*CHALLENGE A:* Print the Nikon D7100 night-photography thread word for word, everything from "I cannot find" down to "help me out?".
*CHALLENGE B:* Carry on the forum thread about the Nikon D7100's night performance from the point where it stops.

*SELECTED EXTRACT:*
^^^^^^^^^^^^^^^^

# Nikon D7100 night performance, how good? (Stars, milky way etc)



## GertjanGoetynck

Hey all!

I am in the market for my first dSLR camera and I am heavily considering the Nikon D7100.

One thing that bothers me though is the night performance I find when looking for pictures online. The nighttime pictures simply do not impress me at all, an example is David Kingham Photography | Nikon D7100 - Cropped Sensor for Night Photography? . While still of a pretty good quality, it just seems like it isn't even remotely in the ballpark of the newer Canon 70D Camera (Lions Island at Night. Sigma 18-35 f/1.8 + Canon 70d | Flickr - Photo Sharing! , Freak Storm | Flickr - Photo Sharing! and Milky Way. Canon 70d + Sigma 18-35 1.8 | Flickr - Photo Sharing! are a few examples).

I cannot find alot of atro pictures made with the D7100 so it's hard to make a comparison, but is it really that much worse than the Canon 70D or are it simpy less well made pictures I have been finding online?

Does anyone have some nighttime pictures made with the D7100 that are in the ballpark of the Canon 70D pictures I posted? I really love everything the D7100 offers, but when I compare it's nighttime performance to the canon counterpart (as far as I've seen) I can't help but doubt if the Nikon really is what I want..

Can anyone help me out?


----------



## Juga

You already posted this in another section. Doing this won't get you more or less answers. Either camera is very capable. Rent each one and then make your own educated decision.


----------



## astroNikon

The Nikon d7000 was a hit in the astrophotography field when it came out.
The entire Meade ETX community loved the Nikon
Cassiopeia Observatory - Report

I don't know what else to say other than the d7100 replaces the d7000
But just search the internet on astrophotography and nikon d7000 d7100 and canon 70d
And make your own decision.


----------



## astroNikon

I should also mention, do you only plan on using camera lenses?
18mm, 24m, 200mm, 300mm, 400 - 500 - 600 ?  1000mm?
or using telescope(s)

Because how you use it on a telescope also affects it's quality, and what kind of telescope.
and of course when, where, etc you take a photo.

Truthfully, the camera is the least of my worries in astrophotography.


----------



## GertjanGoetynck

astroNikon said:


> I should also mention, do you only plan on using camera lenses?
> 18mm, 24m, 200mm, 300mm, 400 - 500 - 600 ?  1000mm?
> or using telescope(s)
> 
> Because how you use it on a telescope also affects it's quality, and what kind of telescope.

^^^^^^^^^^^^^^^^

*DATASET:*
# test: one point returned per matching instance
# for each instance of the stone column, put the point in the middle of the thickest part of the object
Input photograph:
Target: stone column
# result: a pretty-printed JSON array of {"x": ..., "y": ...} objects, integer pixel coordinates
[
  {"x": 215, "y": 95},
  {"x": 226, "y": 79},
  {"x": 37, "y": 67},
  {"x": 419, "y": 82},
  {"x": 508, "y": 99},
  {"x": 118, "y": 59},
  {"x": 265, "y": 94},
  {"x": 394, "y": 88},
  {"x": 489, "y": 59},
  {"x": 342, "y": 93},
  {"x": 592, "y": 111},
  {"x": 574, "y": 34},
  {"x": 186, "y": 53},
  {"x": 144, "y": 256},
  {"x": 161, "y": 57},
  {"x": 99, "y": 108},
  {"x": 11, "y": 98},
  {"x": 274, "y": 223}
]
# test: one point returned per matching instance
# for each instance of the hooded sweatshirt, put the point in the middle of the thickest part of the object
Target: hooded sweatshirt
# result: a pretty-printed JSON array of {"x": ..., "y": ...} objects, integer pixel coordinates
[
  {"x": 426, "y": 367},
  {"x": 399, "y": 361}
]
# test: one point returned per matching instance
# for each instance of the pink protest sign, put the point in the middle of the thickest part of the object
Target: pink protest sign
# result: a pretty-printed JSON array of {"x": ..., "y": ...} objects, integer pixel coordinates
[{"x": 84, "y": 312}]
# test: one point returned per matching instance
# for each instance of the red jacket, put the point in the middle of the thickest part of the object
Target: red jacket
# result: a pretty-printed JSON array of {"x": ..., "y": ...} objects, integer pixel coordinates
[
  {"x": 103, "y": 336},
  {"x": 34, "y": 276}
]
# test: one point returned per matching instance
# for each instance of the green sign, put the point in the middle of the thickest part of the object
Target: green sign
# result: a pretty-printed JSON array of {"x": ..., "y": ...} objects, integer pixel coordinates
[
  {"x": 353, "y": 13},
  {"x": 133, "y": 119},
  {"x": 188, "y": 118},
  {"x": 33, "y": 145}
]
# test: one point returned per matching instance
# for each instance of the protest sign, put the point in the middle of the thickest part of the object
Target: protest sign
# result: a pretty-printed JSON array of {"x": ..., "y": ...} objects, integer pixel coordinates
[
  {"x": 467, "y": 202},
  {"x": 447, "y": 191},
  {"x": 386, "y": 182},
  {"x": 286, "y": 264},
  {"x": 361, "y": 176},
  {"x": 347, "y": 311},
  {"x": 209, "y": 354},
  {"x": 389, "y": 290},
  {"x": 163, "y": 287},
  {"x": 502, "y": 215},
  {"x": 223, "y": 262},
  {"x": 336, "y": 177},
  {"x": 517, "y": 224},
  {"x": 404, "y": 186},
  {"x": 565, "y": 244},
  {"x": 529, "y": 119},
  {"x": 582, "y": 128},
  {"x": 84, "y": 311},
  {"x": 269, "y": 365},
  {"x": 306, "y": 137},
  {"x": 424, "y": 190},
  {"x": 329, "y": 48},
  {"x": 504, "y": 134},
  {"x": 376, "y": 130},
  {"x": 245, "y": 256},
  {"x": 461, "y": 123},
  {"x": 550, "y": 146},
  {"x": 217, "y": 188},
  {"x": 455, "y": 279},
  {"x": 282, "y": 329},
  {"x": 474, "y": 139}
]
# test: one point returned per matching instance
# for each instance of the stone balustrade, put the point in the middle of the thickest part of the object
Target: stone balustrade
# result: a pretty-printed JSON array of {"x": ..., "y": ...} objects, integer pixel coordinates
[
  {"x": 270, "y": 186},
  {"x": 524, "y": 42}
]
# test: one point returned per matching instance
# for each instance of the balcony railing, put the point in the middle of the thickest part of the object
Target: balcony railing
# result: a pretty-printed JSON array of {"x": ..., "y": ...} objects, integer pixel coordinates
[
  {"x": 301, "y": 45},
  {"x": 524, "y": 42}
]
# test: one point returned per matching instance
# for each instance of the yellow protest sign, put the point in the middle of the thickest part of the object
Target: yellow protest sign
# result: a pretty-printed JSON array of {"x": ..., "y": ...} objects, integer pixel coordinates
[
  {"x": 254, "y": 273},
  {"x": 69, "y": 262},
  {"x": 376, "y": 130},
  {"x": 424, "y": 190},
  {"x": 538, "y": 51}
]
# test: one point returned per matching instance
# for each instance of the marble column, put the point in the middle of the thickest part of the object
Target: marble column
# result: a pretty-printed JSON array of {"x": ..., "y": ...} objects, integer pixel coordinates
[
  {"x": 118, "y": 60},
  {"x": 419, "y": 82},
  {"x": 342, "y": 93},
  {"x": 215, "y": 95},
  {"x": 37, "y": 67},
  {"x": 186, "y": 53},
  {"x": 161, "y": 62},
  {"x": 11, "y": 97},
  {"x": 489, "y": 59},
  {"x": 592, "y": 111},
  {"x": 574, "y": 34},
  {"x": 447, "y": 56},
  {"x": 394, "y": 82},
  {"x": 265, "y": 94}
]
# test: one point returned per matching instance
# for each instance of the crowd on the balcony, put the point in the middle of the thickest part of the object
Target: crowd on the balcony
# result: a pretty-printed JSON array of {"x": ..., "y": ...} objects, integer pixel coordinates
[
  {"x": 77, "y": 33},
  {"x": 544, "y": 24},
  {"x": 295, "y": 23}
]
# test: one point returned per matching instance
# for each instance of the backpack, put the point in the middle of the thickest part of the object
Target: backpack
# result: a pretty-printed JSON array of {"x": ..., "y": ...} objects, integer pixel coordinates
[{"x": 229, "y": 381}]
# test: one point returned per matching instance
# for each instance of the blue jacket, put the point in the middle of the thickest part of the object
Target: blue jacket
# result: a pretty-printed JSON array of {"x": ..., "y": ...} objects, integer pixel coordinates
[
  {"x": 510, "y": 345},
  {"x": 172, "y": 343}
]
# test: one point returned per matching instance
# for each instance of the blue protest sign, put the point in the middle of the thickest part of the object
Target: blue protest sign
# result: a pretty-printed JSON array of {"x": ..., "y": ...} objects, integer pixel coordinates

^^^^^^^^^^^^^^^^

*FINAL RESULT A:*
I cannot find alot of atro pictures made with the D7100 so it's hard to make a comparison, but is it really that much worse than the Canon 70D or are it simpy less well made pictures I have been finding online?

Does anyone have some nighttime pictures made with the D7100 that are in the ballpark of the Canon 70D pictures I posted? I really love everything the D7100 offers, but when I compare it's nighttime performance to the canon counterpart (as far as I've seen) I can't help but doubt if the Nikon really is what I want..

Can anyone help me out?

*FINAL RESULT B:*
> and of course when, where, etc you take a photo.
> 
> Truthfully, the camera is the least of my worries in astrophotography.


I won't be using a telescope at all (for now, I see it as a huge possibility later on though).

I will mostly take pictures of the landscape at night when out in nature, with a heavy focus on the night sky and a lesser focus on the landscape below


----------



## Tailgunner

What is your current camera set up?


----------



## astroNikon

I forgot to mention but weather sealing was very important to me due to dew and light rain.  I do not know if the canon offers that but the nikon does.


----------



## GertjanGoetynck

Tailgunner said:


> What is your current camera set up?


At the moment I only own an Olympus Tough TG 1, it's a high end point and shoot but a point and shoot none the less. I know going for a dSLR in this pricerange as my first may be overkill to some, but I know I will make good use of it, and I don't see the use of buying a cheaper one just to end up upgrading it in the future. This is also part of the reason I got nothing tieing me to either brand for now, I got no lenses yet making me "stuck" to a brand.



astroNikon said:


> I forgot to mention but weather sealing was very important to me due to dew and light rain.  I do not know if the canon offers that but the nikon does.


Apparently the Canon has weather sealing too. For some reason Canon doesn't mention it at all though, but they do mention it is sealed the same way a previous model was. And that model appeared to be weather sealed very well (despite it not being listed in it's official specs either).


----------



## astroNikon

Also, since you mentioned it, look into lenses FIRST

With astrophotography, and I know with Nikon, you can buy some awefully cheap high quality lenses that were made years ago.
For instance, my coffee can 500mm Reflex lens (my telescope training lens) is fully manual with a fixed aperture (just like telescopes).  And it is dirt cheap compared to a "modern" designed AF VR/IS 500mm

I do not know about Canon, but you have a large assortment of older lenses that are Nikon or even Vivitar branded wide angle lenses (to get a wide swath of the sky) that are dirt cheap but extremely sharp and good in low light.

When I have to focus on things super far away (planets), Manual is the only way to do it.  So AutoFocus (AF) lenses really only carry extra weight and extra cost.  Also make sure you have a nice and bright viewfinder - research it. I know the Nikon d7000 is really nice.  When I bought the d7000 the equivalent Canon was $400 more. But that was then, I have no idea on the Canon offerings today.


----------



## GertjanGoetynck

I am really edging mostly towards the Nikon D7100, the only thing holding me back is the amount of night sky pictures taken with it I seem to be finding, and the few I do find are of (to me) questionable quality :/ An example of a Nikon D7100 picture I did found but do not really like is

 
 Something about it just turns me off, I think it seems like the stars got fuzzy edges which may be what annoys me.

On the other hand, I found pictures like 
 




In my opinion the last batch of pictures is simply of superior quality, they just look more pleasing.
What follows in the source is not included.